> [EXERCISE]: The listing below should be written out exactly; please include all of it.

> [SUPPLIED RECORDS]:
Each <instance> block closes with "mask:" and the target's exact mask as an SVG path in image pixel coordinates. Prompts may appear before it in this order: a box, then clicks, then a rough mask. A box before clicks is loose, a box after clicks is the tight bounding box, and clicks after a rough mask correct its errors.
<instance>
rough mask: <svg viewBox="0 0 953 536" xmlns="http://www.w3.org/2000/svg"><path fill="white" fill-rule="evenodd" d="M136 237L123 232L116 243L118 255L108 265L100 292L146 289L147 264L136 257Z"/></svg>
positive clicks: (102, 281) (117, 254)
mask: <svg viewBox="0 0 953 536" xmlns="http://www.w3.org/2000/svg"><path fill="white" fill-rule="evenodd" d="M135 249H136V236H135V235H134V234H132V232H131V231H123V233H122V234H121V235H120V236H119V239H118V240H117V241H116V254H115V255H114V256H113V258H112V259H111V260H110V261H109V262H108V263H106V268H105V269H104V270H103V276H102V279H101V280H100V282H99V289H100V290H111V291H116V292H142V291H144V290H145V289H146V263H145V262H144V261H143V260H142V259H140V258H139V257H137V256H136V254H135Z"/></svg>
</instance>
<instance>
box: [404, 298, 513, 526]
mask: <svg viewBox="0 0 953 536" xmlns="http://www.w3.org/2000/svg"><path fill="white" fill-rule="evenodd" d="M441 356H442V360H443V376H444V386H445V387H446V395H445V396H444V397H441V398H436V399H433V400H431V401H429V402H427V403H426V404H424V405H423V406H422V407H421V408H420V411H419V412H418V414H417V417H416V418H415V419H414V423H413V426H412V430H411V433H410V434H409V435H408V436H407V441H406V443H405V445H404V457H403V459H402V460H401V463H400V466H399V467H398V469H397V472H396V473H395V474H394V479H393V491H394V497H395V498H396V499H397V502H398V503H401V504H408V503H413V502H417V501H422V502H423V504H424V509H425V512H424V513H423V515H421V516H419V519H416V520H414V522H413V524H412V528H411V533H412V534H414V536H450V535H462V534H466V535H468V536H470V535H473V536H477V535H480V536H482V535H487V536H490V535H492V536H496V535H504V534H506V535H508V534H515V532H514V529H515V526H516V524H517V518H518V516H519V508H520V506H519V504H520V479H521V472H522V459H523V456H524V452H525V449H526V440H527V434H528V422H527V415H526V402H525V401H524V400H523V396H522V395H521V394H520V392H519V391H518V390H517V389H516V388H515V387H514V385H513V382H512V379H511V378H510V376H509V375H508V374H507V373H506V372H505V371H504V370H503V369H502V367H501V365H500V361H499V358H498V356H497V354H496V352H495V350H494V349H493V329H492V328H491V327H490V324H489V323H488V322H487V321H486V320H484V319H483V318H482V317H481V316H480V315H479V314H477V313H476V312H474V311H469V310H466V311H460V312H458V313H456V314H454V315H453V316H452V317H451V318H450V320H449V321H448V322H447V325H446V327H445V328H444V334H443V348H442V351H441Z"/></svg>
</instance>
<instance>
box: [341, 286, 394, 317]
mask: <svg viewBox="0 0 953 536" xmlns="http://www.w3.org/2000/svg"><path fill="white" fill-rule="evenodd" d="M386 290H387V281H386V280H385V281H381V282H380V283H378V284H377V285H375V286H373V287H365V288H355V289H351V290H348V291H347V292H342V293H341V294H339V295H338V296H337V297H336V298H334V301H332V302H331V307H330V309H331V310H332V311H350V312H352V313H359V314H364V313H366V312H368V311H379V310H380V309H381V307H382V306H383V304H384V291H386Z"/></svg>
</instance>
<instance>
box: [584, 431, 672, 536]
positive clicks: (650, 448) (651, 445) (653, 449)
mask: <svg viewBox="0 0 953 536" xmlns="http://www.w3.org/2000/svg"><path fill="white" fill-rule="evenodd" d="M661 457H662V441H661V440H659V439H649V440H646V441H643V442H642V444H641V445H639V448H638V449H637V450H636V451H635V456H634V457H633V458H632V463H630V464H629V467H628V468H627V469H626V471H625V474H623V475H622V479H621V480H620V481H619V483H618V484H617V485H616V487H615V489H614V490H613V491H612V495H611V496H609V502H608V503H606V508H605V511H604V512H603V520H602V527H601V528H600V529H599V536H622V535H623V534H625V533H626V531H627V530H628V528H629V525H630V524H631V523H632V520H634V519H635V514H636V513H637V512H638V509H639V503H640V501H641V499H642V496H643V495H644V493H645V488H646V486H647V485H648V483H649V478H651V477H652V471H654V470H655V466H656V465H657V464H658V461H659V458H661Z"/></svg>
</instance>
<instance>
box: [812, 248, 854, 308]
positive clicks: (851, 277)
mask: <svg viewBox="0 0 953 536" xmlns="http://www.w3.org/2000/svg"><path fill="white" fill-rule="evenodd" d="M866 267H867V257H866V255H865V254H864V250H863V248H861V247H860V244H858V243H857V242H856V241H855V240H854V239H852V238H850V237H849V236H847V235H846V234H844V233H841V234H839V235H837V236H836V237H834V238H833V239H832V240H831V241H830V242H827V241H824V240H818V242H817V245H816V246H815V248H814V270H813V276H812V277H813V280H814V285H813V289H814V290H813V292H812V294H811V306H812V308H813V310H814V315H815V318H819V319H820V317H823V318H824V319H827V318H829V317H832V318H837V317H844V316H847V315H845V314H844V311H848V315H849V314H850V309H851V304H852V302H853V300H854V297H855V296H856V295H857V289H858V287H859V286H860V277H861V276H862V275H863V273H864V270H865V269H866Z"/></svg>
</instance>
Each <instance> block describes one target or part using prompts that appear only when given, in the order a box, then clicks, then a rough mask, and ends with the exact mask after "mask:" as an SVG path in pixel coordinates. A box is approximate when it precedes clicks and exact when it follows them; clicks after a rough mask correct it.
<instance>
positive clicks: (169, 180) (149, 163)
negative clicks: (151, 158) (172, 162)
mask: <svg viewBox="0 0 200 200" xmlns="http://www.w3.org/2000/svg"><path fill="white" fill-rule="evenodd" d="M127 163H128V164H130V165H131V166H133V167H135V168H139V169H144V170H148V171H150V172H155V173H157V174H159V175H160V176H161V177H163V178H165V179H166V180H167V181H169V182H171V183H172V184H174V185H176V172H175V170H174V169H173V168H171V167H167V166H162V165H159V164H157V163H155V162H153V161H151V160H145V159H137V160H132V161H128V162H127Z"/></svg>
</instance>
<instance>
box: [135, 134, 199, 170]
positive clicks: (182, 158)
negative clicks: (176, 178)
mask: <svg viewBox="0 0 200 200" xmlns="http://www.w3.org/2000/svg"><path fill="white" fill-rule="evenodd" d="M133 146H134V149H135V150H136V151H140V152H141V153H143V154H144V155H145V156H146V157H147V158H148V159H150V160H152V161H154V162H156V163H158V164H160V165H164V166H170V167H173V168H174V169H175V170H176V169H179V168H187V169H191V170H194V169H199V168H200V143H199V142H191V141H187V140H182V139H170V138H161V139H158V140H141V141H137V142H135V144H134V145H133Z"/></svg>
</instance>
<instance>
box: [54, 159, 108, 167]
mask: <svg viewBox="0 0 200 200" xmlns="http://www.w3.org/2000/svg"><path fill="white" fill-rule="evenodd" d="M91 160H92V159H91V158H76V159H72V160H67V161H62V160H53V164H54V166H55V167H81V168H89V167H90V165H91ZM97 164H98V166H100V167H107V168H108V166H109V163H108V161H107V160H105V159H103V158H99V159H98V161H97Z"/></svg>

> [WORKED SOLUTION]:
Each <instance> block closes with "mask:" and the target's exact mask as an SVG path in image pixel coordinates. Prompts may appear before it in this order: a box, then clicks, then a rough mask. A box before clicks is loose, a box after clicks is the tight bounding box, and clicks after a rough mask correct its errors.
<instance>
rough mask: <svg viewBox="0 0 953 536" xmlns="http://www.w3.org/2000/svg"><path fill="white" fill-rule="evenodd" d="M136 237L123 232L116 243L118 255L108 265L100 292L146 289L147 264L136 257Z"/></svg>
positive clicks: (102, 281) (117, 254)
mask: <svg viewBox="0 0 953 536" xmlns="http://www.w3.org/2000/svg"><path fill="white" fill-rule="evenodd" d="M135 249H136V236H135V235H134V234H132V232H131V231H123V233H122V234H121V235H120V236H119V239H118V240H117V241H116V254H115V255H114V256H113V258H112V259H111V260H110V261H109V262H108V263H106V268H105V269H104V270H103V276H102V279H101V280H100V282H99V289H100V290H111V291H116V292H142V291H144V290H145V289H146V263H145V262H144V261H143V260H142V259H140V258H139V257H137V256H136V254H135Z"/></svg>
</instance>
<instance>
box: [404, 298, 513, 526]
mask: <svg viewBox="0 0 953 536" xmlns="http://www.w3.org/2000/svg"><path fill="white" fill-rule="evenodd" d="M441 356H442V360H443V376H444V386H445V387H446V395H445V396H444V397H441V398H436V399H433V400H431V401H429V402H427V403H426V404H424V405H423V406H422V407H421V408H420V411H419V412H418V414H417V417H416V418H415V419H414V423H413V426H412V430H411V433H410V434H409V435H408V436H407V441H406V443H405V445H404V457H403V459H402V460H401V463H400V466H399V467H398V469H397V472H396V473H395V474H394V479H393V491H394V497H395V498H396V499H397V502H398V503H401V504H408V503H413V502H417V501H422V502H423V504H424V509H425V512H424V513H423V515H421V516H419V519H416V520H414V522H413V524H412V528H411V533H412V534H414V536H450V535H462V534H466V535H468V536H470V535H473V536H477V535H480V536H482V535H487V536H490V535H492V536H496V535H504V534H506V535H508V534H515V532H514V529H515V526H516V524H517V518H518V516H519V508H520V506H519V504H520V479H521V472H522V459H523V456H524V452H525V449H526V440H527V434H528V422H527V415H526V402H525V401H524V400H523V396H522V395H521V394H520V392H519V391H518V390H517V389H516V388H515V387H514V385H513V382H512V379H511V378H510V376H509V375H508V374H507V373H506V372H505V371H504V370H503V369H502V367H501V365H500V361H499V358H498V356H497V354H496V352H495V350H494V349H493V329H492V328H491V327H490V324H489V323H488V322H487V321H486V320H484V319H483V318H482V317H481V316H480V315H479V314H477V313H476V312H474V311H469V310H466V311H460V312H458V313H456V314H454V315H453V316H452V317H451V318H450V320H449V321H448V322H447V325H446V327H445V328H444V334H443V348H442V351H441Z"/></svg>
</instance>
<instance>
box: [341, 286, 394, 317]
mask: <svg viewBox="0 0 953 536" xmlns="http://www.w3.org/2000/svg"><path fill="white" fill-rule="evenodd" d="M386 290H387V281H386V280H385V281H381V282H380V283H378V284H377V285H375V286H373V287H365V288H355V289H351V290H348V291H347V292H342V293H341V294H339V295H338V296H337V297H336V298H334V301H332V302H331V307H330V309H331V310H332V311H350V312H352V313H359V314H364V313H366V312H368V311H379V310H380V309H381V307H382V306H383V304H384V291H386Z"/></svg>
</instance>
<instance>
box: [584, 431, 672, 536]
positive clicks: (650, 448) (651, 445) (653, 449)
mask: <svg viewBox="0 0 953 536" xmlns="http://www.w3.org/2000/svg"><path fill="white" fill-rule="evenodd" d="M661 457H662V441H661V440H659V439H649V440H646V441H643V442H642V444H641V445H639V448H638V449H637V450H636V451H635V456H634V457H633V458H632V463H630V464H629V467H628V468H627V469H626V471H625V474H623V475H622V479H621V480H620V481H619V483H618V484H617V485H616V487H615V489H614V490H613V491H612V495H611V496H609V502H608V503H606V508H605V511H604V512H603V520H602V527H601V528H600V529H599V536H622V535H623V534H625V533H626V531H627V530H628V528H629V525H630V524H631V523H632V520H634V519H635V514H636V513H637V512H638V509H639V503H640V501H641V499H642V496H643V495H644V493H645V488H646V486H647V485H648V483H649V478H651V477H652V471H654V470H655V466H656V465H657V464H658V461H659V458H661Z"/></svg>
</instance>
<instance>
box: [812, 248, 854, 308]
positive clicks: (851, 277)
mask: <svg viewBox="0 0 953 536" xmlns="http://www.w3.org/2000/svg"><path fill="white" fill-rule="evenodd" d="M866 267H867V257H866V255H865V254H864V250H863V248H861V247H860V244H858V243H857V242H856V241H855V240H854V239H852V238H850V237H849V236H847V235H846V234H844V233H841V234H839V235H837V236H836V237H834V238H833V239H832V240H831V241H830V242H827V241H824V240H818V242H817V245H816V246H815V248H814V270H813V276H812V277H813V280H814V285H813V289H814V290H813V292H812V294H811V306H812V308H813V310H814V315H815V318H819V319H820V317H823V318H824V319H827V318H829V317H832V318H837V317H844V316H847V315H845V314H844V311H848V315H849V314H850V309H851V304H852V302H853V300H854V297H855V296H856V295H857V289H858V287H859V286H860V277H861V276H862V275H863V273H864V270H865V269H866Z"/></svg>
</instance>
Each <instance> block describes one target or part using prompts that appear only when given, in the order a box, then clicks, then a rough mask, and ends with the exact mask after "mask:" as an SVG path in pixel coordinates. A box is approximate when it precedes clicks and exact when it follows them; clicks after a rough mask correct it.
<instance>
positive clicks: (169, 180) (149, 163)
negative clicks: (151, 158) (172, 162)
mask: <svg viewBox="0 0 200 200" xmlns="http://www.w3.org/2000/svg"><path fill="white" fill-rule="evenodd" d="M127 163H128V164H130V165H131V166H133V167H135V168H139V169H144V170H148V171H150V172H155V173H157V174H159V175H160V176H161V177H163V178H165V179H166V180H167V181H169V182H171V183H172V184H174V185H176V172H175V170H174V169H173V168H171V167H167V166H162V165H159V164H157V163H155V162H153V161H151V160H145V159H137V160H132V161H128V162H127Z"/></svg>
</instance>
<instance>
box: [135, 134, 199, 170]
positive clicks: (182, 158)
negative clicks: (176, 178)
mask: <svg viewBox="0 0 200 200" xmlns="http://www.w3.org/2000/svg"><path fill="white" fill-rule="evenodd" d="M133 146H134V149H135V150H136V151H140V152H141V153H143V154H144V155H145V156H146V157H147V158H148V159H150V160H152V161H154V162H156V163H158V164H160V165H164V166H170V167H173V168H174V169H175V170H176V169H179V168H187V169H191V170H194V169H199V168H200V143H199V142H191V141H187V140H182V139H170V138H161V139H158V140H141V141H137V142H135V144H134V145H133Z"/></svg>
</instance>
<instance>
box: [54, 159, 108, 167]
mask: <svg viewBox="0 0 200 200" xmlns="http://www.w3.org/2000/svg"><path fill="white" fill-rule="evenodd" d="M91 160H92V159H91V158H76V159H72V160H67V161H62V160H53V164H54V166H55V167H81V168H89V167H90V165H91ZM97 164H98V166H100V167H107V168H108V166H109V163H108V161H107V160H105V159H103V158H99V159H98V161H97Z"/></svg>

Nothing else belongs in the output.